▸ **Consignes**:
**A.** Les affirmations (i), (ii) et (iii) concordent-elles avec l'extrait sur la croissance française ? Répondez par oui ou non, en citant les mots décisifs de l'extrait.
(i) Le Spectre renaît 53 ans après sa première apparition dans un film de 007.
(ii) La chronique porte sur l'europhobie des Britanniques.
(iii) Le filon qui bat tous les records est le maquillage de la variation du PIB français.
**B.** Répondez aux questions suivantes d'après l'extrait sur la croissance française.
(i) Dans quel quotidien l'extrait est-il paru ?
(ii) Quelle date figure en tête de l'extrait ?
(iii) Quel peuple refuse, selon l'extrait, de tenir ses promesses après avoir reçu l'aide financière des Européens ?

▸ **Extrait source**:
* * *
Lundi 16 Novembre 2015
Finyear, Quotidien Finance d'Entreprise

Croissance française : encore une belle arnaque !

Le filon a beau être archi-connu, il fonctionne toujours ! Non il ne s'agit pas d'une chronique sur le refus des Grecs de tenir leurs promesses après qu'ils aient reçu l'aide financière des Européens. Ni sur l'europhobie, certes de plus en plus marquée, des Britanniques. Ni même du dernier James Bond, qui vient de faire renaître le Spectre, 53 ans après sa première apparition dans un film de 007. Car, si tous ces filons ont bien été utilisés à l'excès, il y en a un qui bat tous les records, en l'occurrence le maquillage de la variation du PIB français.
* * *
▸ **Données disponibles**:
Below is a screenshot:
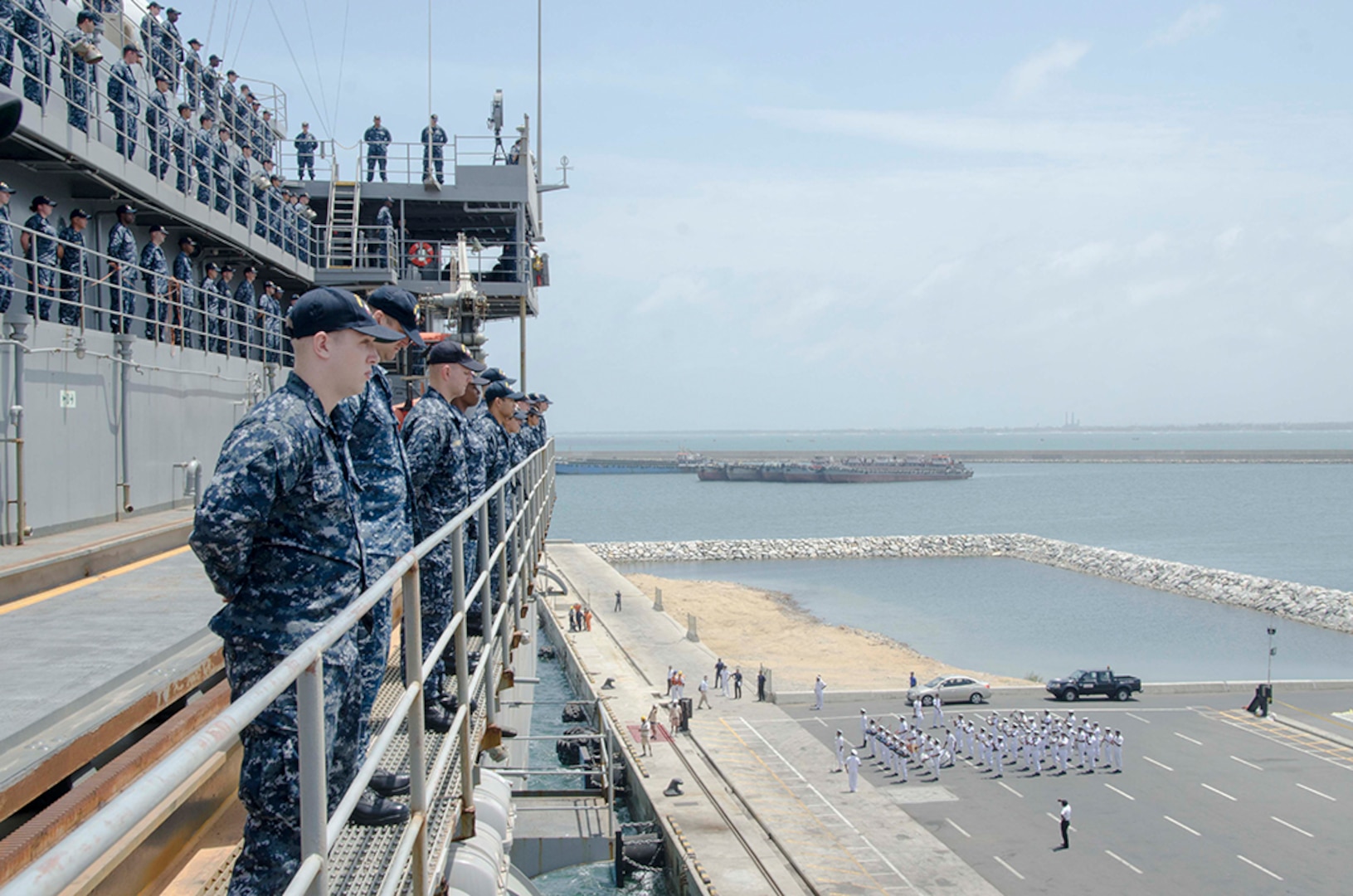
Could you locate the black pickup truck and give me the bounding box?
[1047,669,1142,699]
* * *
▸ **Réponses rédigées**:
**A.**
(i) Oui : « qui vient de faire renaître le Spectre, 53 ans après sa première apparition dans un film de 007 ».
(ii) Non : « Ni sur l'europhobie, certes de plus en plus marquée, des Britanniques. »
(iii) Oui : « il y en a un qui bat tous les records, en l'occurrence le maquillage de la variation du PIB français ».

**B.**
(i) Finyear, Quotidien Finance d'Entreprise.
(ii) Lundi 16 novembre 2015.
(iii) Les Grecs.